**** Material for this task ****
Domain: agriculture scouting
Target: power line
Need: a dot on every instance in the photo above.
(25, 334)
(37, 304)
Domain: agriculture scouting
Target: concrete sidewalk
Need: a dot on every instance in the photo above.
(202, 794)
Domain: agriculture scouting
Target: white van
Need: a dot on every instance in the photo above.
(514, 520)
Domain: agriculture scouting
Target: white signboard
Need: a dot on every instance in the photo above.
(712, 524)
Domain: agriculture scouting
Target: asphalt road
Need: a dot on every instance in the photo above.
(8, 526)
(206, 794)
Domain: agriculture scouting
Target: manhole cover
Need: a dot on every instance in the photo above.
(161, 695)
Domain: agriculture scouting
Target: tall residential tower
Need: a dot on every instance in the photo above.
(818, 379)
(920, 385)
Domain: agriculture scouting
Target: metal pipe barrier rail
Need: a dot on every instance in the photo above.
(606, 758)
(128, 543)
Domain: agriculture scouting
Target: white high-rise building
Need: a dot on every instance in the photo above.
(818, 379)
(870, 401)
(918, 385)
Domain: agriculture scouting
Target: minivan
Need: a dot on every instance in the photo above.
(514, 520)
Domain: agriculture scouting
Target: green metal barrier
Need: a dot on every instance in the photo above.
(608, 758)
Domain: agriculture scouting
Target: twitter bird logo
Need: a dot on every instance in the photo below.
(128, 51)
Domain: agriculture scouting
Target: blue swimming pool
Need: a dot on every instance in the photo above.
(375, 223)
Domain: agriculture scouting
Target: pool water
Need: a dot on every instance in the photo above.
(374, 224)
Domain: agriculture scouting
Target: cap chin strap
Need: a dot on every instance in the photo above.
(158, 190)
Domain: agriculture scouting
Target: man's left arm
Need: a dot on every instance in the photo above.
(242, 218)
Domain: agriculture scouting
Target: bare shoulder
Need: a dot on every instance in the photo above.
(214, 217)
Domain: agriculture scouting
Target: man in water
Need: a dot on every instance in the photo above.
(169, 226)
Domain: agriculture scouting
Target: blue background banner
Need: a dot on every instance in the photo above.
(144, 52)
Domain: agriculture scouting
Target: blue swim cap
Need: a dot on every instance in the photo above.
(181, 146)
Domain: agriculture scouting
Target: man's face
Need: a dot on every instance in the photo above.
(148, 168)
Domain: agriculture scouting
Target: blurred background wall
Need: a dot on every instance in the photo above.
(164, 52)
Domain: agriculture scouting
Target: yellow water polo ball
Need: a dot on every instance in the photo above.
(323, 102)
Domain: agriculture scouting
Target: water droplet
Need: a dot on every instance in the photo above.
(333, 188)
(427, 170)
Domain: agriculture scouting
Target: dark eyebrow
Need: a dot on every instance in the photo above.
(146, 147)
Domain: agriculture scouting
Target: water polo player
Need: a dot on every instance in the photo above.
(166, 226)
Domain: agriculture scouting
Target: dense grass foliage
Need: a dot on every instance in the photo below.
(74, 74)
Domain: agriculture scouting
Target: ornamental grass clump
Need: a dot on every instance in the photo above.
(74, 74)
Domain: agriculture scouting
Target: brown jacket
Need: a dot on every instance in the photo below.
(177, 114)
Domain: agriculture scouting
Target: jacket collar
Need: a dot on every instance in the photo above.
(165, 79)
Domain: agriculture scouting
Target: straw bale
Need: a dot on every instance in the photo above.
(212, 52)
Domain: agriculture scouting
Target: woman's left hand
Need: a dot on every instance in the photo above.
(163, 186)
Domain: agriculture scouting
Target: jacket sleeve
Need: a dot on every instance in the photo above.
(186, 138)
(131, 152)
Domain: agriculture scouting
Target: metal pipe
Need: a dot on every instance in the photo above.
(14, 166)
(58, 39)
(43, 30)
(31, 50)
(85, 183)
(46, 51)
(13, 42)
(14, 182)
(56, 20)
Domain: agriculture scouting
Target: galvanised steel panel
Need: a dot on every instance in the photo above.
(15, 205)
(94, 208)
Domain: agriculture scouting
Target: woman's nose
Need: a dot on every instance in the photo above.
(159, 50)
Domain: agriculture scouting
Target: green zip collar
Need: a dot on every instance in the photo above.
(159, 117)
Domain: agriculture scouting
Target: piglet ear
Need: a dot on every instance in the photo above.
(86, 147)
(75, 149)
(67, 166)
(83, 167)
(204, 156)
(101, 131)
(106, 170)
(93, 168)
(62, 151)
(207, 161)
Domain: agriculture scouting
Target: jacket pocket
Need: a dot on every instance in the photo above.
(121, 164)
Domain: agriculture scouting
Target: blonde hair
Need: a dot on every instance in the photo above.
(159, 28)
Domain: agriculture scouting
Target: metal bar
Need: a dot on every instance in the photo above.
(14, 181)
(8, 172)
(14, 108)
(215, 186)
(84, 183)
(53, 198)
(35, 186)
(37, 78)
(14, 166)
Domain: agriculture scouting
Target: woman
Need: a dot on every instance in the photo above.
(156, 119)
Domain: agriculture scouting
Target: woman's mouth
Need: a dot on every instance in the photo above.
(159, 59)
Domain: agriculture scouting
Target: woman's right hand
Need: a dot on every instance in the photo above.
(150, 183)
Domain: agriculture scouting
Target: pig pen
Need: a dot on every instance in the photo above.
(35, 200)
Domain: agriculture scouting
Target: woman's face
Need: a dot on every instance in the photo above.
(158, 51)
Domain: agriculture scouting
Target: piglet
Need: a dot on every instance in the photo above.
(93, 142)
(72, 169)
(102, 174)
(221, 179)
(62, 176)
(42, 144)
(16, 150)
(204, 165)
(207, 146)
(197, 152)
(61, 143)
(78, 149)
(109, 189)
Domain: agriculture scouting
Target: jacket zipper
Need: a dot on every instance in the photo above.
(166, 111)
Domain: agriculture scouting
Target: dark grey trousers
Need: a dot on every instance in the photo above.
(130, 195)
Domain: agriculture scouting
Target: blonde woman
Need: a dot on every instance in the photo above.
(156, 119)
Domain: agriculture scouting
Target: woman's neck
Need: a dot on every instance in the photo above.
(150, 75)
****
(Task directions) Your answer must be the records above, repeated exactly.

(Task result)
Domain: agriculture scouting
Target: power line
Need: a dot on every instance in the photo above.
(25, 334)
(37, 304)
Domain: agriculture scouting
Target: concrete sidewalk
Need: a dot on every instance in the photo above.
(202, 794)
Domain: agriculture scouting
Target: white van
Need: a dot on every instance in the photo above.
(514, 520)
Domain: agriculture scouting
Target: white signboard
Need: a dot on every instance in the photo above.
(712, 524)
Domain: agriculture scouting
Target: asphalt road
Need: a dot on every instance in the photo above.
(8, 526)
(206, 794)
Domain: agriculture scouting
Target: manhole cover
Need: a dot on every instance in the photo above.
(161, 695)
Domain: agriculture scouting
Target: tall residential tower
Need: a dot on every instance in the photo above.
(818, 379)
(920, 385)
Domain: agriculture scouting
Target: metal pipe barrier rail
Need: a dot on every instance in the photo above.
(606, 758)
(128, 543)
Domain: agriculture scouting
Target: white high-rise building
Need: a dot on every instance in the photo above.
(818, 379)
(870, 401)
(918, 385)
Domain: agriculture scouting
Target: minivan
Need: a dot on every instance in the photo above.
(514, 520)
Domain: agriculture scouting
Target: green metal barrier
Need: a dot on every instance in the photo above.
(608, 758)
Domain: agriculture scouting
Target: twitter bird logo
Need: a dot on every instance in the photo below.
(128, 51)
Domain: agriculture scouting
Target: blue swimming pool
Need: a dot on every instance in the photo above.
(375, 223)
Domain: agriculture scouting
Target: pool water
Need: a dot on every instance in the photo above.
(374, 224)
Domain: agriculture scouting
Target: cap chin strap
Need: a dot on every instance in the photo above.
(158, 190)
Domain: agriculture scouting
Target: man's left arm
Need: a dot on every instance in the photo above.
(242, 218)
Domain: agriculture scouting
Target: bare shoulder
Need: a dot on every instance in the photo above.
(214, 217)
Domain: agriculture scouting
Target: man in water
Need: a dot on every instance in the photo above.
(169, 226)
Domain: agriculture scouting
Target: blue background banner
Need: a dot on every instance in the photo above.
(144, 52)
Domain: agriculture scouting
Target: blue swim cap
Need: a dot on every instance in the photo above.
(181, 146)
Domain: agriculture scouting
Target: man's face
Need: a dot on every instance in the photo above.
(148, 168)
Domain: agriculture scouting
Target: blurred background wall
Need: a dot on every instance in the photo above.
(164, 52)
Domain: agriculture scouting
Target: yellow water polo ball
Need: a dot on every instance in the photo above.
(323, 102)
Domain: agriculture scouting
Target: water droplet
Need: a dot on every instance in the photo above.
(333, 188)
(427, 170)
Domain: agriculture scouting
Target: dark eyebrow
Need: a dot on every instance in the photo above.
(146, 147)
Domain: agriculture scouting
Target: water polo player
Need: a dot on every instance in the photo above.
(166, 226)
Domain: agriculture scouting
Target: dense grass foliage
Need: a dot on every instance in the photo below.
(74, 74)
Domain: agriculture scouting
Target: ornamental grass clump
Need: a dot on every instance in the photo above.
(74, 74)
Domain: agriculture scouting
Target: brown jacket
Need: a dot on every instance in the photo below.
(177, 114)
Domain: agriculture scouting
Target: jacket collar
Need: a dot on every instance in the photo above.
(165, 79)
Domain: agriculture scouting
Target: straw bale
Need: a dot on every instance in the photo above.
(212, 52)
Domain: agriculture scouting
Target: woman's left hand
Need: a dot on every instance in the photo above.
(163, 186)
Domain: agriculture scouting
Target: jacket sleeve
Need: a dot on every instance in the photo above.
(186, 138)
(131, 152)
Domain: agriculture scouting
Target: metal pipe
Need: a dot on every instance in the photo above.
(14, 166)
(58, 39)
(43, 30)
(31, 50)
(85, 183)
(46, 51)
(13, 42)
(14, 182)
(56, 20)
Domain: agriculture scouting
Target: galvanised steel panel
Need: a dot on every instance in the photo above.
(15, 205)
(94, 208)
Domain: agriculture scouting
Target: woman's nose
Need: a dot on every instance in the photo above.
(159, 50)
Domain: agriculture scouting
Target: green zip collar
Need: a dot on every instance in the photo above.
(159, 117)
Domain: agriculture scouting
Target: piglet ear
Need: a dot on every instance in the photo above.
(86, 147)
(75, 149)
(67, 166)
(83, 167)
(204, 156)
(101, 131)
(106, 170)
(93, 168)
(62, 151)
(207, 161)
Domain: agriculture scouting
Target: jacket pocket
Need: a dot on every instance in the photo above.
(121, 164)
Domain: agriculture scouting
Target: blonde hair
Need: a dot on every instance in the photo above.
(159, 28)
Domain: agriculture scouting
Target: metal bar
Need: a dot on every instance in the photo above.
(14, 181)
(8, 172)
(14, 108)
(215, 186)
(84, 183)
(53, 198)
(35, 186)
(37, 78)
(14, 166)
Domain: agriculture scouting
Target: woman
Need: a dot on every instance in the photo above.
(156, 119)
Domain: agriculture scouting
Target: woman's mouth
Need: a dot on every instance in the photo above.
(159, 59)
Domain: agriculture scouting
Target: woman's right hand
Need: a dot on every instance in the photo above.
(150, 183)
Domain: agriculture scouting
Target: pig pen
Need: a dot on every instance in the photo above.
(35, 200)
Domain: agriculture scouting
Target: woman's face
Need: a dot on every instance in the photo above.
(158, 51)
Domain: agriculture scouting
Target: piglet
Need: a dot on every instance in the photo above.
(93, 142)
(72, 169)
(102, 174)
(221, 179)
(62, 176)
(42, 144)
(16, 150)
(204, 165)
(207, 146)
(197, 152)
(61, 143)
(78, 149)
(109, 189)
Domain: agriculture scouting
Target: jacket zipper
Need: a dot on every instance in the photo above.
(166, 111)
Domain: agriculture scouting
Target: dark grey trousers
Need: a dot on every instance in the photo above.
(130, 195)
Domain: agriculture scouting
Target: blonde woman
Need: a dot on every instance in the photo above.
(156, 119)
Domain: agriculture scouting
Target: woman's neck
Need: a dot on every instance in the photo above.
(150, 75)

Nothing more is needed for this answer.